**What to do**
Once the line containing "# spot one keypoint per instance of the foamy" is found in the entries below, restate it and each following line word for word, stopping after the line containing "# spot one keypoint per instance of the dark".

[Given entries Boundary: Start]

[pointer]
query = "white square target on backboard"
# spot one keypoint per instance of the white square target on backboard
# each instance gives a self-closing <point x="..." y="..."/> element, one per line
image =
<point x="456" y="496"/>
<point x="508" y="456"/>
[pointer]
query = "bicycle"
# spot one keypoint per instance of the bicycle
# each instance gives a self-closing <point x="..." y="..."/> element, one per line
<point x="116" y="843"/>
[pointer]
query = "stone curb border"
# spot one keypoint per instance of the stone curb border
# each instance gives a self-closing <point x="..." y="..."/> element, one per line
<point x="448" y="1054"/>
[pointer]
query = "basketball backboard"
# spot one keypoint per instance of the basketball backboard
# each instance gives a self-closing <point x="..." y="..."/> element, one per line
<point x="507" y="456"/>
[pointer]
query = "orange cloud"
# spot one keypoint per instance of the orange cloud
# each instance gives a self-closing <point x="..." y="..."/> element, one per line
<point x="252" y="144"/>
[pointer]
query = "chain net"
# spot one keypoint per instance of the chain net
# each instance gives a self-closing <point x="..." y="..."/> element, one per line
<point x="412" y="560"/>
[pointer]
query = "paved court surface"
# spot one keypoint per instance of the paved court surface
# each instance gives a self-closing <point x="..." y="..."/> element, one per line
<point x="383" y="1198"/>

[Given entries Boundary: End]
[Given entries Boundary: Start]

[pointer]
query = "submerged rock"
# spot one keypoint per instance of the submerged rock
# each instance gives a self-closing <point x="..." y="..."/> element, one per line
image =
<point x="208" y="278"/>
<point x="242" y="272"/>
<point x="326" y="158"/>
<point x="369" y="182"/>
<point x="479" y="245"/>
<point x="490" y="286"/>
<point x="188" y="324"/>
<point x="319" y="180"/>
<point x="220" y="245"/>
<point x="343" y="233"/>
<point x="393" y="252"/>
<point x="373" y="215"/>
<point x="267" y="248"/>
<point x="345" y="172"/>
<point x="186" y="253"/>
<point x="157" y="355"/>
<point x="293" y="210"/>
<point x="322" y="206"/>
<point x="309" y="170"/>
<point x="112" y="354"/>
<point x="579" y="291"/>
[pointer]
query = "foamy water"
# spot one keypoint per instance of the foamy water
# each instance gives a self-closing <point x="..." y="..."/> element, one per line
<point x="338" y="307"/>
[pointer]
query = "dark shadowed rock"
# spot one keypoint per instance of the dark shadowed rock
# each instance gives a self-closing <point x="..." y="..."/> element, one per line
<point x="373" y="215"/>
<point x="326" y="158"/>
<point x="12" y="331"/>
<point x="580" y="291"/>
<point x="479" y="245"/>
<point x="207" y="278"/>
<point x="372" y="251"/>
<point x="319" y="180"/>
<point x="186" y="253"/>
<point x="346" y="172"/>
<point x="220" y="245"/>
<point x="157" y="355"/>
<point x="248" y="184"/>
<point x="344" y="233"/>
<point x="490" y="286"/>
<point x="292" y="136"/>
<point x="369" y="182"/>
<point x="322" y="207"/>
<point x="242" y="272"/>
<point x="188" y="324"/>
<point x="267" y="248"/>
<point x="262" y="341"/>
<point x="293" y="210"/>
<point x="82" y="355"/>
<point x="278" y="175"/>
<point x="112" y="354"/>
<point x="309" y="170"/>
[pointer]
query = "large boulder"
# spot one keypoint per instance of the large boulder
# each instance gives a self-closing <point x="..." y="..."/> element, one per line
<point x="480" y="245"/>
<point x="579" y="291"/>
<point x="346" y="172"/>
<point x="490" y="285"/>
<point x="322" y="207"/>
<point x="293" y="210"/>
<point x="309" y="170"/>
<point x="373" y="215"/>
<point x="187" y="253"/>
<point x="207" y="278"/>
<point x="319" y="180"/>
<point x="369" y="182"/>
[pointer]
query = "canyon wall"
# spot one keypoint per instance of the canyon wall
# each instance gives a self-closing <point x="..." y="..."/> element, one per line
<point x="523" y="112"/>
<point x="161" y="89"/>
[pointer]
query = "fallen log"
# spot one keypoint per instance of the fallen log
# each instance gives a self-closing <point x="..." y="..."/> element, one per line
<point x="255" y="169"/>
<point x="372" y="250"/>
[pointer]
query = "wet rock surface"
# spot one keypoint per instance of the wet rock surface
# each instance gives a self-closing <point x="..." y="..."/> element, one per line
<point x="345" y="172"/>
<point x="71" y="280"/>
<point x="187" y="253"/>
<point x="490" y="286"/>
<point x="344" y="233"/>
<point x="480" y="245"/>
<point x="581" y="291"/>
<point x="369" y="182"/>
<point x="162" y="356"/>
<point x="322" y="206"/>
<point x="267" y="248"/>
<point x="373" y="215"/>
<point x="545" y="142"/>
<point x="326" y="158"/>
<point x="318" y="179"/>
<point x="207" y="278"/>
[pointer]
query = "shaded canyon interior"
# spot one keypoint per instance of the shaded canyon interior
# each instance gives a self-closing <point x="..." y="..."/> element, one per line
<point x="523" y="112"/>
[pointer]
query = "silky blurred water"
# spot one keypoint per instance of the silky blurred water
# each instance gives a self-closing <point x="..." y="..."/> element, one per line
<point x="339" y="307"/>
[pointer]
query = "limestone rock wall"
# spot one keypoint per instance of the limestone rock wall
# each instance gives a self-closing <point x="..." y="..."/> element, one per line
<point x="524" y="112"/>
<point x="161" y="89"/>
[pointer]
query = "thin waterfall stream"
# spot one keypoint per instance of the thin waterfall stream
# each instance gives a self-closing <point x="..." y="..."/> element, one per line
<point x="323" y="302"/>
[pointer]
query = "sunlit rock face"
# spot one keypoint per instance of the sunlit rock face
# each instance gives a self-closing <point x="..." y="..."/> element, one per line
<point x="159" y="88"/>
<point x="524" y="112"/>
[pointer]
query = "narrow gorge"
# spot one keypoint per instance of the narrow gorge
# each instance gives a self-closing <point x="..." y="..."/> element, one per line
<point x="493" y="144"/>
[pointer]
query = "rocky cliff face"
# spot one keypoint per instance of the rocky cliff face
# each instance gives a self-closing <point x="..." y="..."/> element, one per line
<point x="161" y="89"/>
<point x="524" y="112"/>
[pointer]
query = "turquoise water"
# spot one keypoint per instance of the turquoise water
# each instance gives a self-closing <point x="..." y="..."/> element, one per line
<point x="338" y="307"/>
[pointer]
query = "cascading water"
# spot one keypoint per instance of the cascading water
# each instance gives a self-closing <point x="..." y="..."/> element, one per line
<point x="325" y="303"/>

[Given entries Boundary: End]

**Exercise solution**
# spot one keypoint per instance of the foamy water
# each instance gives a self-closing <point x="..." y="..."/> element, one per line
<point x="338" y="307"/>
[pointer]
query = "dark shadowed rock"
# spot one keypoint per instance of the dark shadowed rock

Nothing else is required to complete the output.